> **Exercises**:
a - Duplicate the part of the excerpt about Steele from "Steele jokes of" up to and including "their onscreen counterparts.".
b - In the excerpt about Steele, what was her only caveat for doing the new show?

> **Selected excerpt**:
※

Steele jokes of being the 27-year-old among her co-stars -- including The Killing’s Liam James and When We Rise’s Austin P. McKenzie -- who
were much closer in age to their onscreen counterparts.

In fact, director Dan Harris admits it took a while to bring
Steele in for the film because she had grown beyond the part in the years since
its 2007 stage production. “But she’s got a baby face and exceptional acting
chops,” he says, adding: “She’s the kind of actress who is so watchable because
she knows how to transform her entire being for the role. And when she came in
to talk about Diwata, she just settled after a few minutes, relaxed, and we
both basically time traveled.”

And for her part, Steele says that being surrounded by her
younger co-stars allowed her to blend in. “Within hours on the first day she
was giggling like she was back in high-school as an awkward teenager,” Harris
adds. “She aged backward and went back to high school in her mind and on film.”

CBS

After making the film, Steele found herself back in New York City, where she continued to play Marissa, who was first introduced as Eli Gold’s (Alan Cumming) daughter during The Good Wife’s final season. But it wasn’t long before rumors were swirling about a potential spinoff focused on Diane. Steele says that during the wrap party, creators Michelle and Robert King approached her about the new show. “It was really strange and exciting,” she says of all the chatter, revealing that the duo later called her to pitch the concept: Marissa would play a pivotal role on The Good Fight and see her character expand beyond somebody’s daughter into budding investigator.

“She’s an anti-Kalinda,” Steele says, referring to Archie Panjabi’s Emmy-winning role as the lead investigator on The Good Wife. “Kalinda was very mysterious and you never knew what was going on with her. Marissa, I think, is eventually going to be an investigator, but instead of being mysterious and sneaky, she's very talkative and very open and people tell her things. They sort of underestimate how intelligent she is and what her motives are.”

Her only caveat for doing the show was to be able to keep performing in The Humans, which had three months left on Broadway. “We just had to figure out how to balance doing both,” Steele says of the play, which she carefully auditioned around, not seeking projects that would conflict with its run. Ultimately, she split her time, essentially working two full-time jobs while giving her all to both productions. “I had to show up for both … I am proud of myself. I do feel like I was able to do that.”

※

> **Information given**:
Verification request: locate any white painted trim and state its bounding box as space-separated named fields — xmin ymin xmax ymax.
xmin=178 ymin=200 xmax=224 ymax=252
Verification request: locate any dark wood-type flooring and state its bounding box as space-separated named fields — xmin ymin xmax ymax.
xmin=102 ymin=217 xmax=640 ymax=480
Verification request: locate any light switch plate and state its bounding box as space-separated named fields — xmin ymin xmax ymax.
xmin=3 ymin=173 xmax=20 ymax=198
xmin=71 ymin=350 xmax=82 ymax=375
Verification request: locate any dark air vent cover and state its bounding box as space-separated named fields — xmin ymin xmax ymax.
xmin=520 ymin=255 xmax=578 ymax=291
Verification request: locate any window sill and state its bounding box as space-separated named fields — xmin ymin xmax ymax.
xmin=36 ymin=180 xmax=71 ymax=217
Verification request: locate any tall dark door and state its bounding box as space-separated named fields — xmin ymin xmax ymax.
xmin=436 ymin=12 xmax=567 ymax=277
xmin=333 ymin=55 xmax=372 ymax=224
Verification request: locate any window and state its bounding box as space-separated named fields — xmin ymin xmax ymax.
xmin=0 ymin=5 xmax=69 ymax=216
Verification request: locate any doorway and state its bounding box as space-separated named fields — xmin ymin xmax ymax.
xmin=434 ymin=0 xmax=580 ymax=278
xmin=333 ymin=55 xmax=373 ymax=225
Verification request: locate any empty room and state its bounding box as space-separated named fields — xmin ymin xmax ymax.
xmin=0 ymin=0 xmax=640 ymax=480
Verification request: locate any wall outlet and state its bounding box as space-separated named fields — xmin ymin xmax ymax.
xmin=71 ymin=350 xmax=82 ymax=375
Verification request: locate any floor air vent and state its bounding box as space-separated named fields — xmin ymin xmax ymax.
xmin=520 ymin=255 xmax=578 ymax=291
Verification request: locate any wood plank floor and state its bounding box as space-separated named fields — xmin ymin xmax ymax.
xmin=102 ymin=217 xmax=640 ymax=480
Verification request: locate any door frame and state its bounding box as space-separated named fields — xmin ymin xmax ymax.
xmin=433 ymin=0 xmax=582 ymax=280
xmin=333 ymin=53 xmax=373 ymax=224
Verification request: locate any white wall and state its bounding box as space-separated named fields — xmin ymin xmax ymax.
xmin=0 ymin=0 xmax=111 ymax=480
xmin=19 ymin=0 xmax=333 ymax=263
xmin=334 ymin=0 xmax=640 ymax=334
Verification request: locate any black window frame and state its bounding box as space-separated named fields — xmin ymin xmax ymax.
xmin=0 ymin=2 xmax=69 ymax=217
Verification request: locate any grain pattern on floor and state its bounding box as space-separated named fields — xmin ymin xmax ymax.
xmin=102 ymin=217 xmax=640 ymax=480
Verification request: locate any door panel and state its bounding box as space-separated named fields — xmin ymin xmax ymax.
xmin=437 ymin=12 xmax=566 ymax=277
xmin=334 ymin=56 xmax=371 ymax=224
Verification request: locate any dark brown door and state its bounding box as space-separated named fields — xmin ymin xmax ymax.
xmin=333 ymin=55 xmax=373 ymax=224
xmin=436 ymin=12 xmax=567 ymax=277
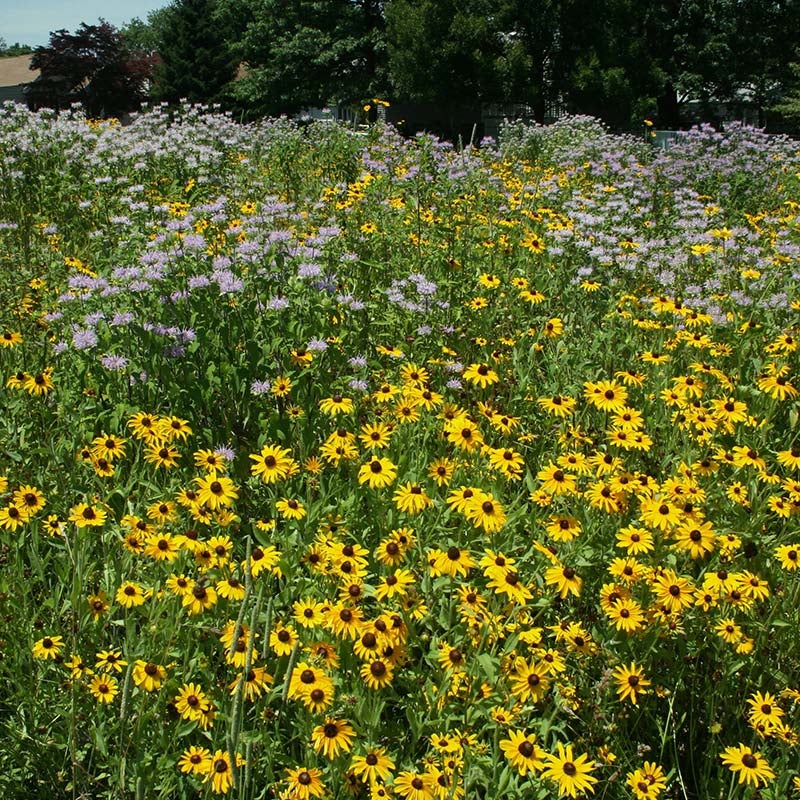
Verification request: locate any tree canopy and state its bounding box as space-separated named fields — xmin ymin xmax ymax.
xmin=29 ymin=20 xmax=154 ymax=116
xmin=20 ymin=0 xmax=800 ymax=128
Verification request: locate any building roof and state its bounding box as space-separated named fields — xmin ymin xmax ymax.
xmin=0 ymin=53 xmax=39 ymax=86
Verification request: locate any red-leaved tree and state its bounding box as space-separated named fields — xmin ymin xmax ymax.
xmin=28 ymin=19 xmax=155 ymax=117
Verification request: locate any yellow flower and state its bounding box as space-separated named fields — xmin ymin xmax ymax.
xmin=311 ymin=718 xmax=356 ymax=761
xmin=542 ymin=742 xmax=597 ymax=797
xmin=720 ymin=744 xmax=775 ymax=787
xmin=614 ymin=661 xmax=650 ymax=705
xmin=33 ymin=636 xmax=65 ymax=661
xmin=133 ymin=660 xmax=167 ymax=692
xmin=89 ymin=675 xmax=119 ymax=703
xmin=69 ymin=503 xmax=107 ymax=528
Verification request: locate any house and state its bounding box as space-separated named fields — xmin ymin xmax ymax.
xmin=0 ymin=53 xmax=39 ymax=105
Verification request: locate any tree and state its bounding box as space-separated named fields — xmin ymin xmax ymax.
xmin=120 ymin=6 xmax=169 ymax=53
xmin=235 ymin=0 xmax=386 ymax=114
xmin=28 ymin=19 xmax=154 ymax=116
xmin=153 ymin=0 xmax=238 ymax=104
xmin=386 ymin=0 xmax=503 ymax=110
xmin=497 ymin=0 xmax=562 ymax=121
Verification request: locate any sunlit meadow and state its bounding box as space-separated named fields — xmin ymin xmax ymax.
xmin=0 ymin=105 xmax=800 ymax=800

※

> **Answers to the exercises**:
a -
Steele jokes of being the 27-year-old among her co-stars -- including The Killing’s Liam James and When We Rise’s Austin P. McKenzie -- who
were much closer in age to their onscreen counterparts.

b - She had to be able to keep performing in The Humans, which had three months left on Broadway.